---------- EXTRACTED ENTRIES

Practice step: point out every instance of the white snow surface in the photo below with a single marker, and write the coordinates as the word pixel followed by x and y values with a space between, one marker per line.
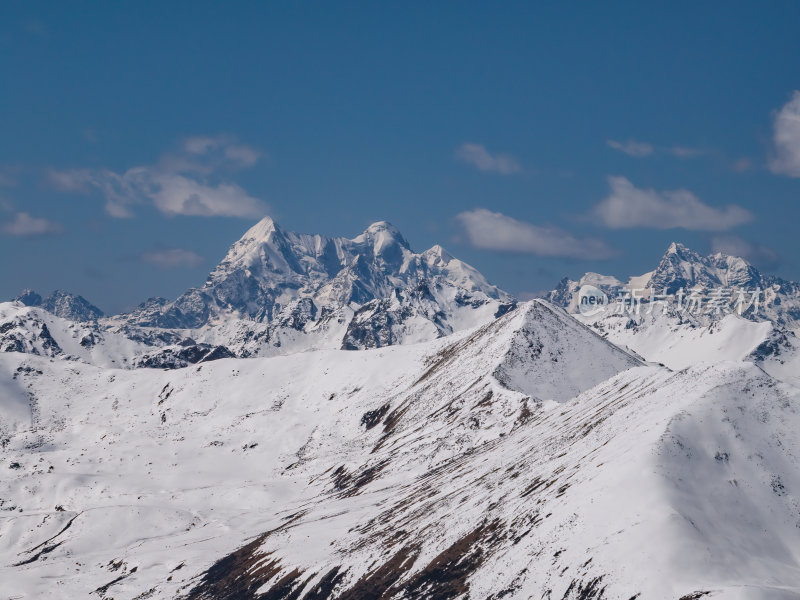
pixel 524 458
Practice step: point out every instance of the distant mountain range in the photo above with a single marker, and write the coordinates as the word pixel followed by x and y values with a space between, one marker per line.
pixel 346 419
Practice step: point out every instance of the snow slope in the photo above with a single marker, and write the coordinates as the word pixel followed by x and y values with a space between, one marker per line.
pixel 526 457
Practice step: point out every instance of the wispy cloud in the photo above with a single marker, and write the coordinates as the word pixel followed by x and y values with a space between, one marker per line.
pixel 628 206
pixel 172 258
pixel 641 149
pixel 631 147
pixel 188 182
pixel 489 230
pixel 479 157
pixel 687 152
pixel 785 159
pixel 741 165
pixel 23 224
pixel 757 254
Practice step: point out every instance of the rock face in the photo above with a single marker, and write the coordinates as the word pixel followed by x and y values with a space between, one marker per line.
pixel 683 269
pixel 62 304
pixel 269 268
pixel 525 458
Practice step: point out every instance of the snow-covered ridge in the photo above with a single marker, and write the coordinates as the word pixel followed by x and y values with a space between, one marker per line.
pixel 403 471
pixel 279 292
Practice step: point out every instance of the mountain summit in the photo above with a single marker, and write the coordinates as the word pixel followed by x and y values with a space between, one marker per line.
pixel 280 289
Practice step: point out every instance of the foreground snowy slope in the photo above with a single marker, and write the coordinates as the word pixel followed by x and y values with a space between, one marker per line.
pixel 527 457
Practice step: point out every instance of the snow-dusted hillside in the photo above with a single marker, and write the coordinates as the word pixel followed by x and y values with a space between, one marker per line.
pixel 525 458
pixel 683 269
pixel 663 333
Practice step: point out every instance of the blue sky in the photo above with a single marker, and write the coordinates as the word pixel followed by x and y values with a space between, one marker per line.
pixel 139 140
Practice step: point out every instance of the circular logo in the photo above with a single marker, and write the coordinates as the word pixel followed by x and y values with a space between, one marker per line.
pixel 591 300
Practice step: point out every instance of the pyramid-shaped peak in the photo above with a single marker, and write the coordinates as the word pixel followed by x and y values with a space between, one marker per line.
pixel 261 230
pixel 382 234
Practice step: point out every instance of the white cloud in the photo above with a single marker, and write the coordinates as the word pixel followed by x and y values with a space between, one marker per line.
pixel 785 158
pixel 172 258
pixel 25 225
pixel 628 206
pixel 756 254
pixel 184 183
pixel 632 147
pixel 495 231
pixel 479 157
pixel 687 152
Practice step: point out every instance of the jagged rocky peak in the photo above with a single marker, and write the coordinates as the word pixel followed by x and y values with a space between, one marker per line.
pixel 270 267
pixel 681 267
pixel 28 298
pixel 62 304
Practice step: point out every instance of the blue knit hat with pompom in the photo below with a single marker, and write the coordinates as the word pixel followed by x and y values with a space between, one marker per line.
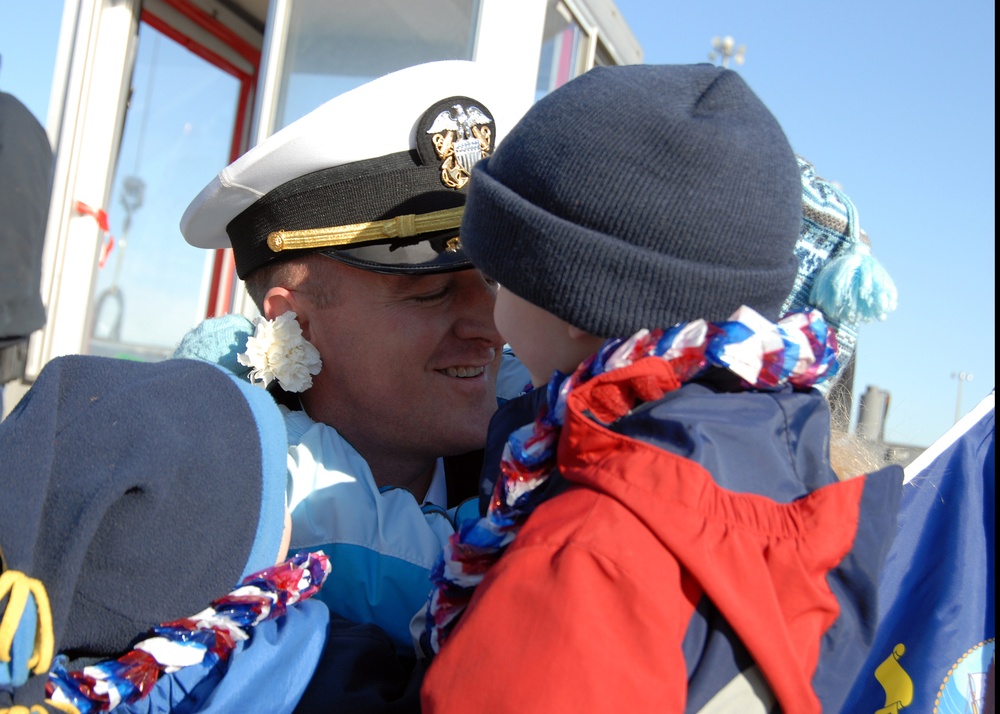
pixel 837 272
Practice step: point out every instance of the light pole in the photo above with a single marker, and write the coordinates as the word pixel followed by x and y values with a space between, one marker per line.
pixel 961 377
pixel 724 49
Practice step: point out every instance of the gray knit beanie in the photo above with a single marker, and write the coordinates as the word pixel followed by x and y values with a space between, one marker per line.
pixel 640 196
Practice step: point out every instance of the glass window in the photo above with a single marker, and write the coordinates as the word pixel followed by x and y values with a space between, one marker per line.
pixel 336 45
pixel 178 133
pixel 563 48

--------------------

_GIVEN PROBLEM:_ Write out all the lines above again, substituting "Labeling step" for each occurrence of "Practice step" and keeping everything else unchanged. Leave the pictures out of your answer.

_THE RESPONSE:_
Labeling step: point out every instance of the white snow surface in the photo below with a single marker, and write the coordinates as the word pixel followed by x and y values with a space between, one marker per line.
pixel 524 458
Labeling step: point out every instance of the distant mountain range in the photo above with a single marker, and write the coordinates as the word pixel followed by x and y values with a space between, one marker per line.
pixel 346 419
Labeling step: point out every instance of the snow slope in the photo above with a single marker, and write the coordinates as the word pixel followed by x and y values with a space between, one marker per line.
pixel 526 457
Labeling step: point out every instance of the wispy cloud in the photo above with a single marker, and write the coordinates as the word pixel followed by x and y values with a space between, one marker per line.
pixel 628 206
pixel 172 258
pixel 641 149
pixel 631 147
pixel 188 182
pixel 489 230
pixel 479 157
pixel 687 152
pixel 785 159
pixel 741 165
pixel 23 224
pixel 757 254
Labeling step: point out every instance of the rock face in the photo above with a single marker, and write the coordinates as the word pixel followed by x and y values with a space between, one marker per line.
pixel 683 269
pixel 62 304
pixel 269 268
pixel 525 458
Labeling step: point out every instance of the snow-covered ridge in the photo above with a single marker, and write the coordinates as the word pixel followed by x and y values with a space between, one marker per line.
pixel 403 471
pixel 279 292
Labeling step: point out every instance of the mountain summit in the photo above with a single marker, and write the coordinates as the word pixel followed by x and y values with a space between, one marker per line.
pixel 280 289
Labeling step: point out every instance of the foreground snowy slope in the photo above with a single marker, and write the coordinates as the word pixel followed by x and y values with a space between, one marker per line.
pixel 527 457
Labeling step: point out every instance of the snow-dusted hillside in the photo above with a single marker, and write the coordinates as the word pixel followed by x and y values with a space between, one marker per line.
pixel 525 458
pixel 683 269
pixel 663 333
Labeling step: point out every instance of the blue sky in the photo above with a single marker, and write the coordinates as the word pixel followed by x and y values with a space between, one marker per line.
pixel 139 140
Labeling step: point out every instance of the circular logo in the photo above with a single marker, and write the coordinates as the word pixel followed by x and y values with a space between, one marker per line.
pixel 591 300
Labeling step: point out every instance of the pyramid-shaped peak in the photo above with a single marker, and write the coordinates as the word pixel followed by x and y values with a space between, one marker per line.
pixel 261 230
pixel 382 234
Labeling step: point out every instance of the white cloud in the photo above with a single marker, and write the coordinates as the word pixel followed by x and y values with a space between, one marker per line.
pixel 785 158
pixel 172 258
pixel 25 225
pixel 628 206
pixel 756 254
pixel 184 183
pixel 632 147
pixel 495 231
pixel 479 157
pixel 687 152
Labeling step: point out every instance of the jagged rocky peak in the photo above with a single marker, and write the coordinates as the word pixel followed by x and y values with a space between, one marker per line.
pixel 270 267
pixel 681 267
pixel 28 298
pixel 62 304
Labeling step: point out every instance of the blue knit hat with pompom in the photo below with a single marker, and write the coordinates as the word pixel followed by x and y values with a space between, one marker per line.
pixel 837 272
Labeling step: point out every instance of the light pole in the photo above with a single marker, and write the coordinates as the word pixel followed by x and y values with a space between, one marker per line.
pixel 961 377
pixel 724 49
Labeling step: point out every instance of the gray knit beanie in the photo above with a single marker, and write the coordinates as the word pixel followed by x and y values with a space between, one marker per line.
pixel 640 196
Labeling step: point out every instance of the glass window in the photo above with a single marker, and write the coordinates as the word pixel followed by x and y values with a space between, one marker per line.
pixel 336 45
pixel 178 133
pixel 563 48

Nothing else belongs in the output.